Travail à faire:
1/ Répondez aux questions suivantes d'après l'article sur le rapatriement des étudiants en médecine.
(a) Quel jour les trois organisations ont-elles publié leur communiqué commun ?
(b) Lors de quel événement le ministre a-t-il rappelé son objectif, début juillet ?
(c) Quel pourcentage d'échecs à l'EN de 2024 est indiqué pour les étudiants issus d'universités européennes ?
2/ Dressez la liste complète des organisations qui, selon l'article, s'opposent au retour anticipé des étudiants partis étudier à l'étranger.

Rapatriement des Français partis faire médecine à l'étranger : les doyens, l'Ordre et les étudiants pointent une mesure "injuste"
La Conférence des doyennes et doyens de médecine, le Conseil national de l'Ordre des médecins et l'Association nationale des étudiants en médecine de France ont affirmé, ce mercredi 16 juillet, leur vive opposition à la réintégration anticipée des carabins français partis faire leurs études à l'étranger. Cette mesure est inscrite dans la proposition de loi de Yannick Neuder, adoptée fin juin.
Fin juin, la proposition de loi du ministre chargé de la Santé Yannick Neuder, déposée alors qu'il n'était pas encore au Gouvernement, a été adoptée définitivement par le Parlement. Parmi les principales mesures de ce texte : la réintégration anticipée des étudiants français partis faire médecine dans un autre Etat de l'Union européenne. Un objectif que le ministre a rappelé lors Journées d'été de l'Association nationale des étudiants en médecine de France (Anemf), début juillet.
Souhaitant rapatrier ces carabins "moyennant [une] évaluation", Yannick Neuder a en effet précisé que ce rapatriement ne se ferait pas "au détriment" de ceux qui suivent déjà un cursus dans l'Hexagone. Il a, par ailleurs, assuré que "des moyens supplémentaires" seraient mis en œuvre, évoquant l'ouverture de nouveaux terrains de stage.
Malgré cette promesse, le retour anticipé de ces carabins est loin de faire l'unanimité au sein de la profession. La Conférence nationale des doyennes et doyens de médecine (CDD), le Conseil national de l'Ordre des médecins (Cnom) et l'Anemf y sont fermement opposés, comme ils ont tenu à le rappeler ce mercredi 16 juillet dans un communiqué commun.
Pour les trois organisations, la mesure portée par le ministre est "injuste et inéquitable", écrivent-ils. Pour cause : "Les étudiants concernés étaient, soit en situation d'échec dans le processus d'accès aux études de médecine (Pass/LAS), soit voulaient se soustraite à ce parcours auquel sont soumis les autres étudiants." Le choix de partir étudier à l'étranger, "dont on sait les coûts directs (frais d'inscription universitaires) et indirects (voyages, logement) très élevés, constitue [donc] un contournement que seuls les étudiants les plus fortunés peuvent se permettre", ajoutent les trois instances.
Des niveaux variables selon les universités d'origine
Elles pointent également le caractère "redondant", et "à nouveau injuste", de cette mesure puisque les carabins partis réaliser leur externat à l'étranger peuvent déjà revenir passer les EDN et les Ecos en France. "Notons que le retour 'anticipé' en quatrième année de médecine, proposé par le ministère, aboutirait à la réintégration d’étudiants de niveaux très variables voire insuffisants selon les universités d’origine, comme en attestent les résultats médiocres obtenus à l’EN [épreuves nationales du concours de l'internat, NDLR] de 2024 : 83% d’échecs pour les étudiants issus d’universités européennes vs 3% pour les étudiants faisant leur cursus en France."

Données extraites:
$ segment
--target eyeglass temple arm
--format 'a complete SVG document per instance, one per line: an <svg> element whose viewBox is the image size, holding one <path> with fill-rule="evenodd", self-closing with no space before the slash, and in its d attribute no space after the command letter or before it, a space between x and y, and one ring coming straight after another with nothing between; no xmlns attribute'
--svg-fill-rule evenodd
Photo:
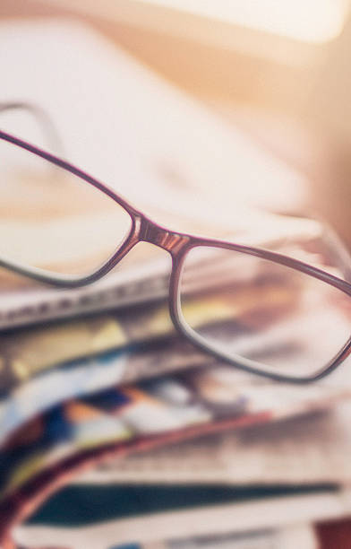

Corrigé des exercices:
1/
(a) Le mercredi 16 juillet.
(b) Lors des Journées d'été de l'Association nationale des étudiants en médecine de France (Anemf).
(c) 83 %.

2/
- La Conférence nationale des doyennes et doyens de médecine (CDD)
- Le Conseil national de l'Ordre des médecins (Cnom)
- L'Association nationale des étudiants en médecine de France (Anemf)